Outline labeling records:
- - - - - - -

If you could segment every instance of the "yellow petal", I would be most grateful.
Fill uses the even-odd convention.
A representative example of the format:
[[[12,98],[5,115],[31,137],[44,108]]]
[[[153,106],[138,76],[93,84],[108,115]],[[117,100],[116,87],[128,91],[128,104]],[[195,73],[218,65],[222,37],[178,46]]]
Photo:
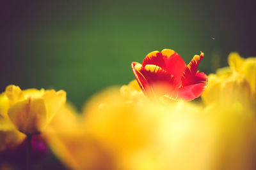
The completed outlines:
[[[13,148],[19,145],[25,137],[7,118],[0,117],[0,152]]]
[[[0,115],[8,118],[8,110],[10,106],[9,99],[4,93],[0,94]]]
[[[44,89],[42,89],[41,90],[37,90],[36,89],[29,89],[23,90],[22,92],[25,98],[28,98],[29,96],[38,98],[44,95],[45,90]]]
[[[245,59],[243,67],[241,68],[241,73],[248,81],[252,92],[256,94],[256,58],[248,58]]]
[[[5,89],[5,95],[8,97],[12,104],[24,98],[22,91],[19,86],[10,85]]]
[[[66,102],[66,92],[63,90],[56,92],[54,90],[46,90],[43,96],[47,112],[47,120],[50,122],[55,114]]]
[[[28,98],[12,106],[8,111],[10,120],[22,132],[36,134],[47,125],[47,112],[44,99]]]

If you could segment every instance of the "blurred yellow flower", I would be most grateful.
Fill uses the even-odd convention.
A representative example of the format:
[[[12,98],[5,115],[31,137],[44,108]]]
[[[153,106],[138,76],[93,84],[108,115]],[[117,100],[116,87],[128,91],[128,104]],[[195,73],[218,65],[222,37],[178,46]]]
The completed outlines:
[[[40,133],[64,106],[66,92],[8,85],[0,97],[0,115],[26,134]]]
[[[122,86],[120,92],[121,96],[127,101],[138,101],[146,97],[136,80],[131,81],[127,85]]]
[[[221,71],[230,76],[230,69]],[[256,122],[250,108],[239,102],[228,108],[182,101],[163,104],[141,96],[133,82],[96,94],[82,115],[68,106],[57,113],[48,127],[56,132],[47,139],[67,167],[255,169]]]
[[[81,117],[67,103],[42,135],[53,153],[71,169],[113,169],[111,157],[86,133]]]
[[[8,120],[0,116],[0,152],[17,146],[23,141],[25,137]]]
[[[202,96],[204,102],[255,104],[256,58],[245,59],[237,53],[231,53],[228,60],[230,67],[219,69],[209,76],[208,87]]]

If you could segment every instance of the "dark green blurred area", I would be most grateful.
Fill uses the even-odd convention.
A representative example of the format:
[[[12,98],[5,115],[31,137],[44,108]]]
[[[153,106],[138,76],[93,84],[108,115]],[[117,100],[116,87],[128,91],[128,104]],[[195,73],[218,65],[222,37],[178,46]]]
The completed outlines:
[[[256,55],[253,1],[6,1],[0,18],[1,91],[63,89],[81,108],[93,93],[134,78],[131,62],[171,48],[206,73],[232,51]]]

- - - - - - -

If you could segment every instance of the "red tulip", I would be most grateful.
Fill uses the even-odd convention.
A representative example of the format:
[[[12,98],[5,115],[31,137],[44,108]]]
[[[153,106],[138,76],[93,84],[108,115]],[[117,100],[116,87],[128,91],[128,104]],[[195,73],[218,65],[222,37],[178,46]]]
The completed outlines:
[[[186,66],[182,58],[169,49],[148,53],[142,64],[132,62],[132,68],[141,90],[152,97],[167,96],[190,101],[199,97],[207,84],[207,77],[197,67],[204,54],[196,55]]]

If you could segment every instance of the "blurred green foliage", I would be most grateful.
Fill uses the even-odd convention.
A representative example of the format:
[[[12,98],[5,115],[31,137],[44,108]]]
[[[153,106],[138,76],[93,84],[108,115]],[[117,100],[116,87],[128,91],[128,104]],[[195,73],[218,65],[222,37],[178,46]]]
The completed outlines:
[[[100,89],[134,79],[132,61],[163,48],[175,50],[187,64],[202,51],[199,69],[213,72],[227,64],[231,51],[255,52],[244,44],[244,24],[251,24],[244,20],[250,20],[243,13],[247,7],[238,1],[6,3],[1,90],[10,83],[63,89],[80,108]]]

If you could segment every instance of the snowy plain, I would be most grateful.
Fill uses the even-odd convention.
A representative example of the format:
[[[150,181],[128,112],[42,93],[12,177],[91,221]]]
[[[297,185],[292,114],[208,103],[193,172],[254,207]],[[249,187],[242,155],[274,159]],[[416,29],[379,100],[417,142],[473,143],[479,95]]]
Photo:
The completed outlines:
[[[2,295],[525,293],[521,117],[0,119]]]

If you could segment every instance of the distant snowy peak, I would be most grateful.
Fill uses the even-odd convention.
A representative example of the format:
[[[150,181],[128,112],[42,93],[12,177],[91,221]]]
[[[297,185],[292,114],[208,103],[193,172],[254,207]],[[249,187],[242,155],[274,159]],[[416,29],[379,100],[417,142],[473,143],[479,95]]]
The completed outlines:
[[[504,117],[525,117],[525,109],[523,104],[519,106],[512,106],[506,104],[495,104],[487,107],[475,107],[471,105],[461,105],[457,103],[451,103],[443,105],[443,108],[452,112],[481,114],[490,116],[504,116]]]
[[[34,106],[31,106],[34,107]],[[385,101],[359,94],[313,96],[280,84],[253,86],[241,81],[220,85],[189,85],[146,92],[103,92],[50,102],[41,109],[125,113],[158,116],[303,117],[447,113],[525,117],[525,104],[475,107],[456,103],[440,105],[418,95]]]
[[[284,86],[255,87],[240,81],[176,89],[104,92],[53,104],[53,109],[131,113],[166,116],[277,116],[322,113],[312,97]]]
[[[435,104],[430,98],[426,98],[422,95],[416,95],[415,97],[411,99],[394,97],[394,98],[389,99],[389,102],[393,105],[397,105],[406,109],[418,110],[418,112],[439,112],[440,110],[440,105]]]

- - - - - - -

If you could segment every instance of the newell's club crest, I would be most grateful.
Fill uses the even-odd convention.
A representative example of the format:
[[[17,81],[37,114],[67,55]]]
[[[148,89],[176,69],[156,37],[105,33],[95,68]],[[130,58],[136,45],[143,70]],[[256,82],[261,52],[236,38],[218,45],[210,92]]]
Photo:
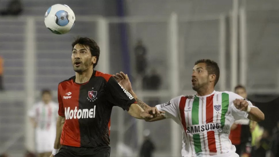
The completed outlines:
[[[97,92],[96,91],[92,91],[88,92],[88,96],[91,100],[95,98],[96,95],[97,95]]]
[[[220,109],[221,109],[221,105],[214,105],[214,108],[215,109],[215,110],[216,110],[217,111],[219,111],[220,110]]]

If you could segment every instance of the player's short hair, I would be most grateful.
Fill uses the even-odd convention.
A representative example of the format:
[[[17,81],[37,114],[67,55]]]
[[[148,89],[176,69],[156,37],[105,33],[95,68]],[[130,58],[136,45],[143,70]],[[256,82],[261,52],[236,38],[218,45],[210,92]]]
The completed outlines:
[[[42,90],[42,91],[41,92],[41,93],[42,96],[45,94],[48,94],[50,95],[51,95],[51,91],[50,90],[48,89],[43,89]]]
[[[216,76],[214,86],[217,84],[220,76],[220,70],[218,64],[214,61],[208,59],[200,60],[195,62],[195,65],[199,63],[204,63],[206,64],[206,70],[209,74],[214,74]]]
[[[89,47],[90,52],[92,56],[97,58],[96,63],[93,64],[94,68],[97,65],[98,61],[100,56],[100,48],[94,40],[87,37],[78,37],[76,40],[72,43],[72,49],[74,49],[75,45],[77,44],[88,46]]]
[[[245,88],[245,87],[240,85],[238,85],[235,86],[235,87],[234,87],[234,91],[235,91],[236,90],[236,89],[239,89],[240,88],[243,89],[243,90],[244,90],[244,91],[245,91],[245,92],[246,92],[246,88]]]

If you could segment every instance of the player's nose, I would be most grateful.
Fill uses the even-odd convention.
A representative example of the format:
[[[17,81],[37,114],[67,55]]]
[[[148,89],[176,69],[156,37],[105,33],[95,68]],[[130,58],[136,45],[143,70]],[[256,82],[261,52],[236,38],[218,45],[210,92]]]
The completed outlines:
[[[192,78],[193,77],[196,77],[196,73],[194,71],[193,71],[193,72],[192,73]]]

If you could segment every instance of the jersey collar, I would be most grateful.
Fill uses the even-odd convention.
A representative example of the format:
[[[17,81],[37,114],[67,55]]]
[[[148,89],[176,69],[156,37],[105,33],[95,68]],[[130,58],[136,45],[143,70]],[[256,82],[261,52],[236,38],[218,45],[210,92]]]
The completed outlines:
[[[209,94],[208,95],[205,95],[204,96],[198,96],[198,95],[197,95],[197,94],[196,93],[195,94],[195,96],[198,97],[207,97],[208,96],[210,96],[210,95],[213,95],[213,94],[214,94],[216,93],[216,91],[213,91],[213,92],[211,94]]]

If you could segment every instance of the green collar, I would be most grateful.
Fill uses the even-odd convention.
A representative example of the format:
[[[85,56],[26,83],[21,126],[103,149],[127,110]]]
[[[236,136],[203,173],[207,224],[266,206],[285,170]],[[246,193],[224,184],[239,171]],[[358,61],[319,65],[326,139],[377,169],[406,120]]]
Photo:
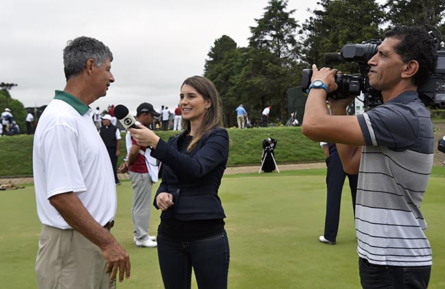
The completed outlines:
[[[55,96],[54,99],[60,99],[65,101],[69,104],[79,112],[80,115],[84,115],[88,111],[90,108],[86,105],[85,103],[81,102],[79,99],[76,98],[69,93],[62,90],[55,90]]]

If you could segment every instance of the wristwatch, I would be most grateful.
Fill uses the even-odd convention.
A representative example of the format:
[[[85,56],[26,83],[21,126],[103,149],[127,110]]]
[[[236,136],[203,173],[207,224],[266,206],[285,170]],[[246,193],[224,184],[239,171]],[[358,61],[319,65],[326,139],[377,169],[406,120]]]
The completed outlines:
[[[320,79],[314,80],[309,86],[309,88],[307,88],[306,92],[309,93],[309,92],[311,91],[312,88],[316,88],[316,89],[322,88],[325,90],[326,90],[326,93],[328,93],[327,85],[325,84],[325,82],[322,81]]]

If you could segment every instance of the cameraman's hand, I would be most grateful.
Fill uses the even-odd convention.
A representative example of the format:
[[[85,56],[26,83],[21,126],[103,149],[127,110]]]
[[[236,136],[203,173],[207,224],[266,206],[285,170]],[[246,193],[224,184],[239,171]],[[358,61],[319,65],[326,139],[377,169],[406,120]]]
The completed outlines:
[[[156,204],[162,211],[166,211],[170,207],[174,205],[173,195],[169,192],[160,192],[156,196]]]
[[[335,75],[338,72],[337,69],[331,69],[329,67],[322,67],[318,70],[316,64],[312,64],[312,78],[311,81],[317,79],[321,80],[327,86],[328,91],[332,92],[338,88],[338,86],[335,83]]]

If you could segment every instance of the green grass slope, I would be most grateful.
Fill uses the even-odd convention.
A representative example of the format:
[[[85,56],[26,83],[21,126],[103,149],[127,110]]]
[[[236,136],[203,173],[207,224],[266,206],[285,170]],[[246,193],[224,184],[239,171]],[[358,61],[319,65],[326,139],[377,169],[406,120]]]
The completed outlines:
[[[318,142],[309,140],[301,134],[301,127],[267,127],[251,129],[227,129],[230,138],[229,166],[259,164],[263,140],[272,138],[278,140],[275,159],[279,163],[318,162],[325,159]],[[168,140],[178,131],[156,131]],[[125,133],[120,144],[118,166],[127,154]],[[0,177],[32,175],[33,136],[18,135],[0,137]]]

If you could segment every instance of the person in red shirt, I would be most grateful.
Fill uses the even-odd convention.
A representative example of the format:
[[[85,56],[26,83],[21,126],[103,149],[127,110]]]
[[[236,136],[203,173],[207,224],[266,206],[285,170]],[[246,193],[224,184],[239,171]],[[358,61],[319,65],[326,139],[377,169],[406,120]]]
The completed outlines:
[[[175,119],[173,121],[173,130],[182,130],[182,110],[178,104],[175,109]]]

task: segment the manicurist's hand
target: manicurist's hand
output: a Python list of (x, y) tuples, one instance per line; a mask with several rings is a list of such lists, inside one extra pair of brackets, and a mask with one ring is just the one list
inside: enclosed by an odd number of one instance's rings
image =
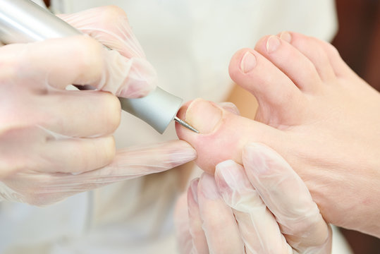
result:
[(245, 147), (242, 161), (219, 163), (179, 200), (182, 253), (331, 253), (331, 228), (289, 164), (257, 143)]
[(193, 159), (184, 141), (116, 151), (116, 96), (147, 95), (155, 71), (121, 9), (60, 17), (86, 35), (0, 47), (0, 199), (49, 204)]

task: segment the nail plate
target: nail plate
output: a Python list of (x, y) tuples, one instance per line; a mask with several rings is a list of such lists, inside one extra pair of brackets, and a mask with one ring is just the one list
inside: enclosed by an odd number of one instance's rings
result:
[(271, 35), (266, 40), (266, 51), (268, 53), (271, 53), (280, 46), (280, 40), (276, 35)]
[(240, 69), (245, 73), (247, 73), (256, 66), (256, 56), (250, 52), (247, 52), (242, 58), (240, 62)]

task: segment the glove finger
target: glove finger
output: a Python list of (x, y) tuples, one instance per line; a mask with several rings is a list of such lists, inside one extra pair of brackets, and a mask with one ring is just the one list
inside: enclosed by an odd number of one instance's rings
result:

- - - - - - -

The problem ▸
Please count the lines in the records that contain the word "blurred" and reply with only the number.

Exercise output ▸
3